Selection:

+ + + +

Overview

Installation

pip install dwopt

Features

Run query with less friction using default credentials
Automate processes with run sql from file, text replacement
Programatically make and run simple query
Sql template: Excel-pivot table experience
Sql template: Dataframe summary function experience
Sql template: DDL/DML statement, metadata queries
Automatic logging with fully reproducible sql

Walk Through

Run query with less friction using default credentials

On import, the package gives 3 different operator object (pg, lt, oc, one for each supported database), with default credentials (Use the save_url function to save to the system keyring). These allow frictionless running of sql from any python window.

>>> from dwopt import pg
>>> pg.run('select count(1) from test')
    42
>>> pg.qry('test').len()
    42

Alternatively, use the make_eng function and the operator constructors (Pg, Lt, Oc) to access database.

>>> from dwopt import make_eng, Pg
>>> url = "postgresql://scott:tiger@localhost/mydatabase"
>>> pg = Pg(make_eng(url))
>>> pg.run('select count(1) from test')
    42

Automate processes with run sql from file, text replacement

The operator object’s run method also allows running sql stored on a file. One could then replace parameters via a mapping dictionary, or simply supply the mappings to the function directly.

from dwopt import oc
oc.run(pth = "E:/projects/my_sql_script.sql"
    , my_run_date = '2022-01-31'
    , my_label = '20220131'
    , threshold = 10.5)

Above runs the sql stored on E:/projects/my_sql_script.sql as below:

create table monthly_extract_:my_label as
select * from test
where
    date = to_date(':my_run_date','YYYY-MM-DD')
    and measurement > :threshold

In future releases, the package will likely migrate to the jinja package’s directive syntax.

Programatically make and run simple query

The operator object’s qry method returns the query object. Use it’s clause methods to make a simple sql query, as it’s underlying query. The underlying query can be run directly, but the main usage is to act as the preprocessing step of the summary methods explained in the following sections.

from dwopt import lt
(
    lt.qry('test a').select('a.id', 'a.time')
    .case('amt', cond = {'amt < 1000':500,'amt < 2000':1500}, els = 'amt')
    .join('test2 b', 'a.id = b.id')
    .where("score > 0.5", "cat = 'test'")
    .print()#.run()
)

Above prints:

select a.id,a.time
    ,case
        when amt < 1000 then 500
        when amt < 2000 then 1500
        else amt
    end as amt
from test a
left join test2 b
    on a.id = b.id
where score > 0.5
    and cat = 'test'

In future releases, the package’s query construction internals will likely be improved from text manipulation to the sqlalchemy pakage’s toolkit.

Sql template: Excel-pivot table experience

A few lines of code specifying minimal information could produce a summary table similiar to what could be achieved in Excel. Difference being it is the efficient database engine doing the data processing work, and the flexible python machineries doing the presentation work.

The operator object’s qry method returns the query object. Use it’s summary methods to make and run summary queries. These methods operate on top of the underlying query.

+ + + +

Data supplied:
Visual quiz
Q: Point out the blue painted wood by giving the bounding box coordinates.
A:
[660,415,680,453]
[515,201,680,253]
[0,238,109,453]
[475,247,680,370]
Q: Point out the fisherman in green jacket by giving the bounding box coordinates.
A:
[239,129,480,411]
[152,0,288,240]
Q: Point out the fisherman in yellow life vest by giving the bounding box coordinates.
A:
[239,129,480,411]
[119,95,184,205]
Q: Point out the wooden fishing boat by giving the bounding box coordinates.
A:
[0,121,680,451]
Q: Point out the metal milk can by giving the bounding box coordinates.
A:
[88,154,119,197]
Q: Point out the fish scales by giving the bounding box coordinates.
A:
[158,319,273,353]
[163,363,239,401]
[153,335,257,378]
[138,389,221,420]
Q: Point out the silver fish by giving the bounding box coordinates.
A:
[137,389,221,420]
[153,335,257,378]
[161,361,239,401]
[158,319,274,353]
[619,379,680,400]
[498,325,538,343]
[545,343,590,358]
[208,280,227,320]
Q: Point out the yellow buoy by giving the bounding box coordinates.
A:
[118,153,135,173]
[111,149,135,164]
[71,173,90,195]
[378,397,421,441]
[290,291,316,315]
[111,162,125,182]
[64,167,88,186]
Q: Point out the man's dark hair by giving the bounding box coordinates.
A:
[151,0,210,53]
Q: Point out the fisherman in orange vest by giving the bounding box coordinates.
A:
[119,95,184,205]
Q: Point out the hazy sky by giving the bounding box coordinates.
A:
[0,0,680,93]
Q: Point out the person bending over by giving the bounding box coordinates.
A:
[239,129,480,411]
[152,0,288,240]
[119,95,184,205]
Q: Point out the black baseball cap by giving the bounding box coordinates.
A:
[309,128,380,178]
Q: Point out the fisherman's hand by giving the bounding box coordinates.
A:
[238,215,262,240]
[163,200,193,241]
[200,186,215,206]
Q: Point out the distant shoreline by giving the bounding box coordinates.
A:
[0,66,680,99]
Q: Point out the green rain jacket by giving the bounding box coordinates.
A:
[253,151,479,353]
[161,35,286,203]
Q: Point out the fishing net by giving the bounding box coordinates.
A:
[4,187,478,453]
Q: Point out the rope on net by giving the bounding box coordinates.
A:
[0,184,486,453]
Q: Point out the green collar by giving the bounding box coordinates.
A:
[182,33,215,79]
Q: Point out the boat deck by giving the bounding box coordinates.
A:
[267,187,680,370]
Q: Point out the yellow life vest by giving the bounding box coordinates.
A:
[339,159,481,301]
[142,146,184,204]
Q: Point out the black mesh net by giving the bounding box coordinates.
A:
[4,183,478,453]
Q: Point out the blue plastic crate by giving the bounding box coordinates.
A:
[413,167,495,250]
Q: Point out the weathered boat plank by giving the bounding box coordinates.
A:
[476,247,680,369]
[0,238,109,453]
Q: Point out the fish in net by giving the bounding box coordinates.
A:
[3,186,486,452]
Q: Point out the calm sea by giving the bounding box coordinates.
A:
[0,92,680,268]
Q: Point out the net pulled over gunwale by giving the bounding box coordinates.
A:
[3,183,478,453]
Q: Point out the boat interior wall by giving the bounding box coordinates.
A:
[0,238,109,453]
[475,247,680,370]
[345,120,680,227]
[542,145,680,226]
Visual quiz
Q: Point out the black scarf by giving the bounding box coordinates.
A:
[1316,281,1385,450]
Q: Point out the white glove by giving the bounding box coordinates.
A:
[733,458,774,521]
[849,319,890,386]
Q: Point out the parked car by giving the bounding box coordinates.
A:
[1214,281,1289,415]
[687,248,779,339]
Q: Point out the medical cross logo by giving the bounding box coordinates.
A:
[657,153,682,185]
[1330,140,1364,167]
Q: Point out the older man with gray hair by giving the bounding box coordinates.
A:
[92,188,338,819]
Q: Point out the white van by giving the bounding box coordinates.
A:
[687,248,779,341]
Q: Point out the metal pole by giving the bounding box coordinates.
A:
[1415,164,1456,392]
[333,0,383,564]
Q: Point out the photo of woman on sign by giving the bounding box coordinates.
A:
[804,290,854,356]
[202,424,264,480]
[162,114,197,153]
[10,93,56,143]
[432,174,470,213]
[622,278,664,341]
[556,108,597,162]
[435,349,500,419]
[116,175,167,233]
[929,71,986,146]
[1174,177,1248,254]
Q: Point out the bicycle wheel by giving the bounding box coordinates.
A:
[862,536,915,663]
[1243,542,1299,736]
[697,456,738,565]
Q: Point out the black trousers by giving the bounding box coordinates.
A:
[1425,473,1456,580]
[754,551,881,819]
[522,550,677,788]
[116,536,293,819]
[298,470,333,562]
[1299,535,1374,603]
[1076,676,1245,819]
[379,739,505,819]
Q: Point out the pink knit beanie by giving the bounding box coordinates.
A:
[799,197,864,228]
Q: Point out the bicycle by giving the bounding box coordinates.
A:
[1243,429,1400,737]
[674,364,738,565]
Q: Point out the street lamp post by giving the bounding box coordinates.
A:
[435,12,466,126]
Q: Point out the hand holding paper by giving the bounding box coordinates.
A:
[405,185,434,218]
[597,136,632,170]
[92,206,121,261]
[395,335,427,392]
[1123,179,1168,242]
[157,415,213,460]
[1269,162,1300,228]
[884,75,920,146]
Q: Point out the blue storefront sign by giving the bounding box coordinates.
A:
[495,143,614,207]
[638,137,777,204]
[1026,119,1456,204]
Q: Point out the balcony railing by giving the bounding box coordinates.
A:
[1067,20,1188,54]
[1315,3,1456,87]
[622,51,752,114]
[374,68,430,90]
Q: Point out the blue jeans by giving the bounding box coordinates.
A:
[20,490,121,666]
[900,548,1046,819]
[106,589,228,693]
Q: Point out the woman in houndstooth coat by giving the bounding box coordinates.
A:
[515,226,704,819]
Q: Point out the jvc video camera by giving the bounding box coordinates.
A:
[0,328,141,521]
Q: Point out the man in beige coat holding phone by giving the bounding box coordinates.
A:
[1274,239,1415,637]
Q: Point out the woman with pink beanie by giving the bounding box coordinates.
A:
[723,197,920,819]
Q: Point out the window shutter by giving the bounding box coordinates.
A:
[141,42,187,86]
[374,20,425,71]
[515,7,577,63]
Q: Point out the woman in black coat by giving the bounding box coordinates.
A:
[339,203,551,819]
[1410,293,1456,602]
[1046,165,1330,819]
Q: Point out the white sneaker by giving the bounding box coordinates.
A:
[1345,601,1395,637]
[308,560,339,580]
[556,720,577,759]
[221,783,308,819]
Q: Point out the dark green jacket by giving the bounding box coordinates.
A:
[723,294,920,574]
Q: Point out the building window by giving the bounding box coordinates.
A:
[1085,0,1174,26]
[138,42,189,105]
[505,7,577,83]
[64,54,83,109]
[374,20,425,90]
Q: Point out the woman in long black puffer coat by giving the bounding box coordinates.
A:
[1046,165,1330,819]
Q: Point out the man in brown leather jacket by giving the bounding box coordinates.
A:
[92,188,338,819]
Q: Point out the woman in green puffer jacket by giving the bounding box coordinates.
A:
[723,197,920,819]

+ + + +

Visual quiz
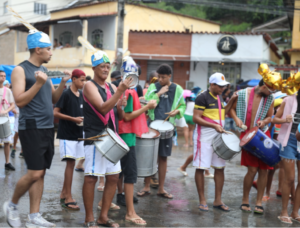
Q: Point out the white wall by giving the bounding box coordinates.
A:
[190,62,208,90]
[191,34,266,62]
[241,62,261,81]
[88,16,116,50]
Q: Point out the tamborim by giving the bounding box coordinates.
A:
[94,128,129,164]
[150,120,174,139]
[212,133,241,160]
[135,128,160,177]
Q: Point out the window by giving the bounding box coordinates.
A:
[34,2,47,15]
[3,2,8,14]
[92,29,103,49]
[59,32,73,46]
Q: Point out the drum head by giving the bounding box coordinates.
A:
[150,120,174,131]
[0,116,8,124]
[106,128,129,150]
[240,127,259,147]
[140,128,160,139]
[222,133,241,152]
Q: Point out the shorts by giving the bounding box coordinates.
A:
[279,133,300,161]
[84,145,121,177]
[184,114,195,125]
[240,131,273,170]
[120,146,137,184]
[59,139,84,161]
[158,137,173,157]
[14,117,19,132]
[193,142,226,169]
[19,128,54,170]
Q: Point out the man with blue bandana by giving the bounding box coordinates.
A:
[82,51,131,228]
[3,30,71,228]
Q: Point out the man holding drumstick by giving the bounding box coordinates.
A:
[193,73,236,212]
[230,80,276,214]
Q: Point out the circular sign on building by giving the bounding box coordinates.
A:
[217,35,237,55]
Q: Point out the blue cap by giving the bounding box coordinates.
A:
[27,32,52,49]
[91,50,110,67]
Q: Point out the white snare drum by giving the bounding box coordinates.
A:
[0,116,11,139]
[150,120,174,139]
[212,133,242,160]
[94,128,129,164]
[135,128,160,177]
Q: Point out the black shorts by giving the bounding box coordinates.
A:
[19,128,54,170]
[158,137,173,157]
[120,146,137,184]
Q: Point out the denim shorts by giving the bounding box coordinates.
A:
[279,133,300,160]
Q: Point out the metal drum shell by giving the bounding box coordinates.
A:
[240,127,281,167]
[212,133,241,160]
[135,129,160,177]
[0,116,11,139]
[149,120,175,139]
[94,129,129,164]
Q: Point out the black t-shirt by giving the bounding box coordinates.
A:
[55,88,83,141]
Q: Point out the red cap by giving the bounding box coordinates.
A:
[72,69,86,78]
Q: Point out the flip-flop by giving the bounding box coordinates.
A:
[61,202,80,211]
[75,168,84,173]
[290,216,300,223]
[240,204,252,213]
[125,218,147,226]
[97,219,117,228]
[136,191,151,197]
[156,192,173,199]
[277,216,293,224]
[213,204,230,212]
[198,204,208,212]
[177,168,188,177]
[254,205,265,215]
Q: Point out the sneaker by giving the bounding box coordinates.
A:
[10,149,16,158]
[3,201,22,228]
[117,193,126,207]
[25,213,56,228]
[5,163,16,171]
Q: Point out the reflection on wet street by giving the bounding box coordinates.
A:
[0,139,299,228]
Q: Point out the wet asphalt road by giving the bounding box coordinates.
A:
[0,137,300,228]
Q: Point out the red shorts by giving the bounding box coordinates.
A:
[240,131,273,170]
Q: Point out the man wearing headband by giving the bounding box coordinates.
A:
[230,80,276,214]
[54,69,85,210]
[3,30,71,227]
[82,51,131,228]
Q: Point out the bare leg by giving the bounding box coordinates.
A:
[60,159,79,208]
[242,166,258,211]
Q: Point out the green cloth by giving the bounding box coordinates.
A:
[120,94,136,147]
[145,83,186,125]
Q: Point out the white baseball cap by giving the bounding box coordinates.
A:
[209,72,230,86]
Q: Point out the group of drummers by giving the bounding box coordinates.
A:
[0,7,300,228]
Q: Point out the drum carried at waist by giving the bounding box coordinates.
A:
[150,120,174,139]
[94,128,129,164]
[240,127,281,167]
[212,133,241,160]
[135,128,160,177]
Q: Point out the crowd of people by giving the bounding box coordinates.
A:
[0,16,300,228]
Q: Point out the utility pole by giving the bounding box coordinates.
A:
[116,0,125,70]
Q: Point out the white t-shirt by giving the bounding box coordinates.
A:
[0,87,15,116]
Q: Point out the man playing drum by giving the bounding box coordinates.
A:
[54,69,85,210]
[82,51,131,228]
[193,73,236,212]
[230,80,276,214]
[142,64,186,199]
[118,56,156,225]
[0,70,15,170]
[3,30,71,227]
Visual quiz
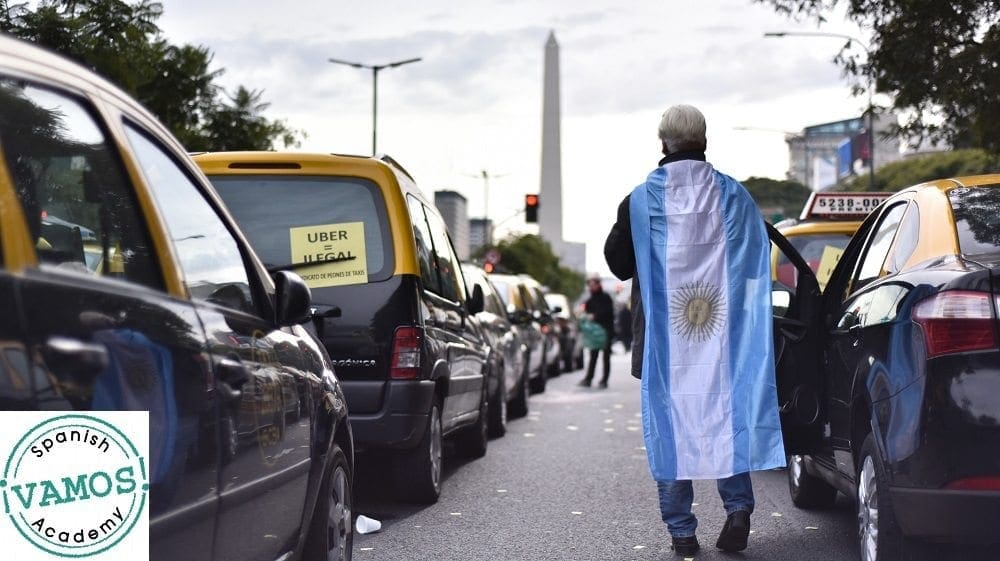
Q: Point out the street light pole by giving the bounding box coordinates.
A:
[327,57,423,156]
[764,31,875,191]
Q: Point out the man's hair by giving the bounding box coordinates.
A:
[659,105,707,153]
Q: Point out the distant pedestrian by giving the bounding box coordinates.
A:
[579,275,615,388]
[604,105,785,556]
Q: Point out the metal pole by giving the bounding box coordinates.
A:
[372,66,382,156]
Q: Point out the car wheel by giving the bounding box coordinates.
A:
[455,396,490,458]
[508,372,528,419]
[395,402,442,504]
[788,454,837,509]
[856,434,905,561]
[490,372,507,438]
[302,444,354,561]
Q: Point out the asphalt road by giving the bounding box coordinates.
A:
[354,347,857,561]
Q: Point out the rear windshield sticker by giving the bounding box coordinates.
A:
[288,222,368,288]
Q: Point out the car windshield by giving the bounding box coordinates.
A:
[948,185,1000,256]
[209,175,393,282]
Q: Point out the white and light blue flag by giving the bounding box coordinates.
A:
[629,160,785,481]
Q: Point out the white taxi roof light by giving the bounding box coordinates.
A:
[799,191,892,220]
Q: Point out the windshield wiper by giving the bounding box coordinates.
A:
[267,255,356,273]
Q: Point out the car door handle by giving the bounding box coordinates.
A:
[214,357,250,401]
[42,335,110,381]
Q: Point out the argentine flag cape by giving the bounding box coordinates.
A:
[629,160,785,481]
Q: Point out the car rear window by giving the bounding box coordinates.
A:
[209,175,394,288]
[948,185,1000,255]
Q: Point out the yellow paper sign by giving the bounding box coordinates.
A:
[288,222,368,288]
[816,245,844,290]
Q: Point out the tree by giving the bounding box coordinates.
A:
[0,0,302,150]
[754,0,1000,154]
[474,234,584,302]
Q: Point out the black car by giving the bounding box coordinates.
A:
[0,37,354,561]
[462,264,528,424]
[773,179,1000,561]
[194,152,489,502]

+ + + +

Task set:
**a.** Translate this sentence from the dwopt package documentation into Spanish: "These allow frictionless running of sql from any python window."
**b.** According to the dwopt package documentation, which function saves default credentials to the system keyring?
**c.** Carry on the dwopt package documentation from the point where it stops.

The responses:
**a.** Estos permiten ejecutar sql sin fricción desde cualquier ventana de python.

**b.** The save_url function.

**c.**
For example:

from dwopt import lt #1
lt.qry('test').where("score > 0.5") \ #2
.valc('time, cat',"avg(score) avgscore, round(sum(amt)/1e3,2) total") \ #3
.pivot('time','cat',['n','avgscore','total']) #4

Results:

cat	n		avgscore		total
time	test	train	test	train	test	train
2013-01-02	816.0	847.0	0.746747	0.750452	398.34	417.31
2013-02-02	837.0	858.0	0.748214	0.743094	419.11	447.04
2013-03-02	805.0	860.0	0.756775	0.739017	394.89	422.35

Explanation of lines:

Get the default sqlite operator object.
Make, but do not run, an underlying sub query.
Make and run a value counts summary query (valc) with 2 groups, custom calcs, with the previous step’s underlying query placed inside a with clause.
Query result comes back to python as a standard pandas dataframe, call it’s pivot method.

Automatic logs showing the sql that was ran on line 3:

2022-01-23 11:08:13,407 [INFO] running:
with x as (
    select * from test
    where score > 0.5
)
select
    time, cat
    ,count(1) n
    ,avg(score) avgscore, round(sum(amt)/1e3,2) total
from x
group by time, cat
order by n desc
2022-01-23 11:08:13,413 [INFO] done

In future releases, the package’s templating internals will ikely be driven by the jinjasql package.

Sql template: Dataframe summary function experience

It is possible to mimic what some of the dataframe summary functions would return, but implement via running sql templates. Difference being it is the efficient database engine doing the data processing work, and the flexible python machineries doing the presentation work.

The operator object’s qry method returns the query object. Use it’s summary methods to make and run summary queries. These methods operate on top of the underlying query.

For example:

from dwopt import lt #1
tbl = lt.qry('test').where("score > 0.5") #2
tbl.top()   #show top row to understand shape of data
tbl.head()  #as expected
tbl.cols()  #as expected
tbl.len()   #as expected
tbl.mimx('time')  #min and max of the column
tbl.dist('time', 'time, cat') #count distinct on the column or columns

Explanation of lines:

Get the default sqlite operator object.
Make, but do not run, an underlying sub query.
See the summary methods section for list of methods and their descriptions, examples, underlying sql shown in logs.

Sql template: DDL/DML statement, metadata queries

The operator object’s operation methods allows running of DDL/DML statements programatically, and enhances functionalities where desirable.

Also, the operator object’s metadata methods makes some useful metadata queries available.

Operation methods example:

from dwopt import lt
lt.drop('test')
lt.drop('test') #alter return instead of raising error if table not exist
lt.create(
        tbl_nme = 'test'
        ,dtypes = {
            'id':'integer'
            ,'score':'real'
            ,'amt':'integer'
            ,'cat':'text'
            ,'time':'text'
            ,'constraint df_pk':
                'primary key (id)'
        }
    )
lt.write(df,'test')
lt.write_nodup(df,'test',['id']) #remove duplicates before inserting

Metadata methods example:

from dwopt import pg
pg.list_tables() #list all tables
pg.table_cols('test.test') #examine columns
pg.table_cons() #list constraints

Automatic logging with fully reproducible sql

Many of the package’s methods are wired through the standard logging package.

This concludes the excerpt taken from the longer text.